• Short exercise
Convert every line of the rows below into a JSON list of strings, one string per line, leaving out blank lines.

# Start of Task material

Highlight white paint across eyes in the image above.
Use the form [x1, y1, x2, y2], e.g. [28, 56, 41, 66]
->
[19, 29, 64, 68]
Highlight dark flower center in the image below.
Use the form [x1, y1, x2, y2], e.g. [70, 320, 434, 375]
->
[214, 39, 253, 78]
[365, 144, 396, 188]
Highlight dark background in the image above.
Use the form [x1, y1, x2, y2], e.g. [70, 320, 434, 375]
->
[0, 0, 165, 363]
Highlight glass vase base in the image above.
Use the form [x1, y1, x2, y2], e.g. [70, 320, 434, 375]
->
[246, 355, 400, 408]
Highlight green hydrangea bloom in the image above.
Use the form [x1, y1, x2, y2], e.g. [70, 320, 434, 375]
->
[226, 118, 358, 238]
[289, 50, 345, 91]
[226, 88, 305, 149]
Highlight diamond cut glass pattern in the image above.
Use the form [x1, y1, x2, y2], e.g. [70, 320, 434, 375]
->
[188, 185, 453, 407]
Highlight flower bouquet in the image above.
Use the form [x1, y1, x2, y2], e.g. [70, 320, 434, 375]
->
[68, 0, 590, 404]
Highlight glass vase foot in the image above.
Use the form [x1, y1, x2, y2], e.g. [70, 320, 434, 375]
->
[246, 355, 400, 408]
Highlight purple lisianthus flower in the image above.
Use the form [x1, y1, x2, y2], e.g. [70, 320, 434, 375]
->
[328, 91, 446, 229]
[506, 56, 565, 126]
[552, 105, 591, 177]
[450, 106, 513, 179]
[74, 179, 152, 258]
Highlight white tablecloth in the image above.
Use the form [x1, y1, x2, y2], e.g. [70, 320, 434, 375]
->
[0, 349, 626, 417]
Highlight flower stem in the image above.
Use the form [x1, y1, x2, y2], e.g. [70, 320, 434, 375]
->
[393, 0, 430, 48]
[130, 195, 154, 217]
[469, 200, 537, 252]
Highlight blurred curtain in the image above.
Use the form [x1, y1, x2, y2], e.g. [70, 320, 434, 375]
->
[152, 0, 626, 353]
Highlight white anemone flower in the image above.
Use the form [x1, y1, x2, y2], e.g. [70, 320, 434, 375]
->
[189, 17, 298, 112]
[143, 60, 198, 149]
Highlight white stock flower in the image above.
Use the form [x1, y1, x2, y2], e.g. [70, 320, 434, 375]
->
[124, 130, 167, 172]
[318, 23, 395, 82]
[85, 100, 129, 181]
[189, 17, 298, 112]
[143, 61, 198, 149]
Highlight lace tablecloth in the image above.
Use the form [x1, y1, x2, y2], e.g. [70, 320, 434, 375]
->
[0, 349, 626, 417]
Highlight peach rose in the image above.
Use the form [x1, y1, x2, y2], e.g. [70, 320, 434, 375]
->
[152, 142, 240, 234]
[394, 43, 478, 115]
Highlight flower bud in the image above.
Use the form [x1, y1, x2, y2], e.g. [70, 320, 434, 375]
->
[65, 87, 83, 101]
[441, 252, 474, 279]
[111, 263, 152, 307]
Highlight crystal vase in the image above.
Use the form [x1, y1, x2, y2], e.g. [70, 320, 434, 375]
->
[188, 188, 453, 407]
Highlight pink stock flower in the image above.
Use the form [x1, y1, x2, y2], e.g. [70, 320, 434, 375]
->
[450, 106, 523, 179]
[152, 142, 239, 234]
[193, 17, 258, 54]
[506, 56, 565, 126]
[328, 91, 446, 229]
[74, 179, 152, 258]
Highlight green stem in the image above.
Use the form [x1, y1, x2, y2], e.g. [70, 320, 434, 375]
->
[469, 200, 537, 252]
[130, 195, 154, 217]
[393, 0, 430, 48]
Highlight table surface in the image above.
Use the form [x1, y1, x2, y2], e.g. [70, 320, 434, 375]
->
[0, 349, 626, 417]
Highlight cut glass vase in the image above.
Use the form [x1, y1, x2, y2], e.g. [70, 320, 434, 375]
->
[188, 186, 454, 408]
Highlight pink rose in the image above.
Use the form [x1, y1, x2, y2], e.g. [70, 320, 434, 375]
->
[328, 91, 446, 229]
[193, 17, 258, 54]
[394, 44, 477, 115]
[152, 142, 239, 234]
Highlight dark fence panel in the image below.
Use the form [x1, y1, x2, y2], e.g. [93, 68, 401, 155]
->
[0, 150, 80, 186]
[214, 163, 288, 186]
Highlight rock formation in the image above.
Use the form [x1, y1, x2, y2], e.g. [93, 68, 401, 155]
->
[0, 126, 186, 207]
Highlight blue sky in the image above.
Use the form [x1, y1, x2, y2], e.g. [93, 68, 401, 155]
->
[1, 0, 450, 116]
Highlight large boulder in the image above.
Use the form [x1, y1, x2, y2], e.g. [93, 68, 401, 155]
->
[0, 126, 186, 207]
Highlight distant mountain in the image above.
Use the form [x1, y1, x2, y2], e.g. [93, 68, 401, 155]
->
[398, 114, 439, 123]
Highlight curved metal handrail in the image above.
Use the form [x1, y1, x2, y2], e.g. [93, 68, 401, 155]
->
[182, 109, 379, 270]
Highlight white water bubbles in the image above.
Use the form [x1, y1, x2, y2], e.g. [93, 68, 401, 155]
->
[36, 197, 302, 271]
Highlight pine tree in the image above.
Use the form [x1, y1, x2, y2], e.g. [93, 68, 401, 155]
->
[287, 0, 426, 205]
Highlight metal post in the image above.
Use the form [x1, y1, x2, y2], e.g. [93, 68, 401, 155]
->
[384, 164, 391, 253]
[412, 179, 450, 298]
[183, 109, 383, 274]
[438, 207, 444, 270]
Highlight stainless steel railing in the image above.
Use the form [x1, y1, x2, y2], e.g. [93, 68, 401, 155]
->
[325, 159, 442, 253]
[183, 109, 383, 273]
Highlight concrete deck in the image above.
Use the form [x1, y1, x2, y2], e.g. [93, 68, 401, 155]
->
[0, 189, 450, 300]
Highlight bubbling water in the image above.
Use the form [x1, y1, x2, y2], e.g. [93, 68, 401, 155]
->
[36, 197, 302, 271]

# End of Task material

• Solution
[
  "Highlight white paint across eyes in the image above.",
  "Use the form [x1, y1, x2, y2], e.g. [28, 56, 41, 66]",
  "->",
  "[19, 29, 64, 68]",
  "Highlight dark flower center in the image below.",
  "Use the form [x1, y1, x2, y2], e.g. [70, 320, 434, 375]",
  "->",
  "[214, 39, 253, 78]",
  "[365, 144, 396, 188]",
  "Highlight dark background in the image above.",
  "Use the form [x1, y1, x2, y2], e.g. [70, 320, 434, 375]",
  "->",
  "[0, 0, 165, 363]",
  "Highlight glass vase base in the image above.",
  "Use the form [x1, y1, x2, y2], e.g. [70, 320, 434, 375]",
  "->",
  "[246, 355, 400, 408]",
  "Highlight green hydrangea bloom in the image above.",
  "Use the form [x1, y1, x2, y2], e.g. [70, 320, 434, 375]",
  "->",
  "[226, 118, 358, 238]",
  "[289, 50, 345, 91]",
  "[226, 88, 305, 149]",
  "Highlight diamond cut glass pattern in the image above.",
  "Use the form [x1, y1, x2, y2], e.g. [70, 320, 434, 375]",
  "->",
  "[188, 185, 453, 407]",
  "Highlight flower bouquet in the image above.",
  "Use the form [x1, y1, x2, y2], e.g. [70, 320, 434, 375]",
  "->",
  "[68, 0, 590, 404]",
  "Highlight glass vase foot in the image above.",
  "Use the form [x1, y1, x2, y2], e.g. [70, 320, 434, 375]",
  "->",
  "[246, 355, 400, 408]",
  "Highlight purple lisianthus flower in the image above.",
  "Use the form [x1, y1, x2, y2], e.g. [70, 320, 434, 375]",
  "->",
  "[328, 91, 446, 229]",
  "[506, 56, 565, 126]",
  "[552, 105, 591, 177]",
  "[450, 106, 513, 179]",
  "[74, 179, 152, 258]",
  "Highlight white tablecloth in the image above.",
  "Use the form [x1, y1, x2, y2], e.g. [70, 320, 434, 375]",
  "->",
  "[0, 349, 626, 417]",
  "Highlight flower stem in the image above.",
  "Use the form [x1, y1, x2, y2], e.g. [70, 320, 434, 375]",
  "->",
  "[393, 0, 430, 48]",
  "[130, 195, 154, 217]",
  "[469, 200, 537, 252]",
  "Highlight blurred curtain in the image above.",
  "Use the form [x1, y1, x2, y2], e.g. [70, 320, 434, 375]",
  "->",
  "[152, 0, 626, 353]",
  "Highlight white anemone flower in the image above.",
  "Use the form [x1, y1, x2, y2], e.g. [70, 320, 434, 375]",
  "->",
  "[189, 17, 298, 112]",
  "[143, 60, 198, 149]",
  "Highlight white stock flower in the image above.",
  "Use the form [x1, y1, x2, y2], e.g. [70, 320, 434, 375]",
  "->",
  "[124, 130, 167, 172]",
  "[318, 23, 395, 82]",
  "[85, 100, 129, 181]",
  "[189, 17, 298, 112]",
  "[143, 61, 198, 149]",
  "Highlight lace tablecloth in the image above.",
  "Use the form [x1, y1, x2, y2], e.g. [70, 320, 434, 375]",
  "->",
  "[0, 349, 626, 417]",
  "Highlight peach rose in the image above.",
  "Use the form [x1, y1, x2, y2], e.g. [70, 320, 434, 375]",
  "->",
  "[152, 142, 240, 234]",
  "[394, 43, 478, 115]",
  "Highlight flower bud in the image above.",
  "Use the form [x1, y1, x2, y2], e.g. [70, 320, 434, 375]",
  "->",
  "[65, 87, 83, 101]",
  "[441, 252, 474, 279]",
  "[111, 263, 152, 307]",
  "Highlight crystal vase in the image above.",
  "Use the form [x1, y1, x2, y2], e.g. [70, 320, 434, 375]",
  "->",
  "[188, 188, 453, 407]",
  "Highlight pink stock flower in the image above.",
  "Use the form [x1, y1, x2, y2], e.g. [70, 320, 434, 375]",
  "->",
  "[450, 106, 523, 179]",
  "[152, 142, 239, 234]",
  "[193, 17, 258, 54]",
  "[506, 56, 565, 126]",
  "[328, 91, 446, 229]",
  "[74, 179, 152, 258]",
  "Highlight green stem in the image above.",
  "Use the form [x1, y1, x2, y2], e.g. [70, 320, 434, 375]",
  "->",
  "[469, 200, 537, 252]",
  "[130, 195, 154, 217]",
  "[393, 0, 430, 48]",
  "Highlight table surface in the image above.",
  "Use the form [x1, y1, x2, y2], e.g. [70, 320, 434, 375]",
  "->",
  "[0, 349, 626, 417]",
  "Highlight cut glass vase in the image above.",
  "Use the form [x1, y1, x2, y2], e.g. [70, 320, 434, 375]",
  "->",
  "[188, 186, 454, 408]",
  "Highlight pink rose in the image above.",
  "Use the form [x1, y1, x2, y2], e.g. [70, 320, 434, 375]",
  "->",
  "[328, 91, 446, 229]",
  "[193, 17, 258, 54]",
  "[394, 44, 477, 115]",
  "[152, 142, 239, 234]",
  "Highlight dark fence panel in the image below.",
  "Use the form [x1, y1, x2, y2], e.g. [93, 68, 401, 155]",
  "->",
  "[0, 150, 80, 186]",
  "[214, 163, 288, 186]",
  "Highlight rock formation in the image above.",
  "Use the form [x1, y1, x2, y2], e.g. [93, 68, 401, 155]",
  "->",
  "[0, 126, 186, 207]",
  "Highlight blue sky in the image above.",
  "Use the form [x1, y1, x2, y2], e.g. [93, 68, 401, 155]",
  "->",
  "[1, 0, 450, 116]",
  "Highlight large boulder in the image above.",
  "Use the form [x1, y1, x2, y2], e.g. [93, 68, 401, 155]",
  "->",
  "[0, 126, 186, 207]",
  "Highlight distant mountain in the image above.",
  "Use the form [x1, y1, x2, y2], e.g. [93, 68, 401, 155]",
  "->",
  "[398, 114, 439, 123]",
  "Highlight curved metal handrail in the image above.",
  "Use the form [x1, y1, x2, y2], e.g. [93, 68, 401, 155]",
  "->",
  "[182, 109, 379, 270]",
  "Highlight white water bubbles in the image above.",
  "Use the form [x1, y1, x2, y2], e.g. [93, 68, 401, 155]",
  "->",
  "[36, 197, 302, 271]",
  "Highlight pine tree in the image above.",
  "Use the form [x1, y1, x2, y2], e.g. [93, 68, 401, 155]",
  "->",
  "[287, 0, 426, 205]",
  "Highlight metal post in the image above.",
  "Use the form [x1, y1, x2, y2], e.g. [93, 68, 401, 155]",
  "->",
  "[384, 164, 391, 253]",
  "[412, 179, 450, 298]",
  "[183, 109, 383, 274]",
  "[438, 207, 444, 270]",
  "Highlight stainless steel railing in the image above.",
  "Use the form [x1, y1, x2, y2], e.g. [93, 68, 401, 155]",
  "->",
  "[325, 159, 442, 253]",
  "[183, 109, 383, 273]",
  "Highlight concrete deck in the image above.",
  "Use the form [x1, y1, x2, y2], e.g. [93, 68, 401, 155]",
  "->",
  "[0, 189, 450, 300]",
  "Highlight bubbling water in the image above.",
  "Use the form [x1, y1, x2, y2], e.g. [93, 68, 401, 155]",
  "->",
  "[36, 197, 302, 271]"
]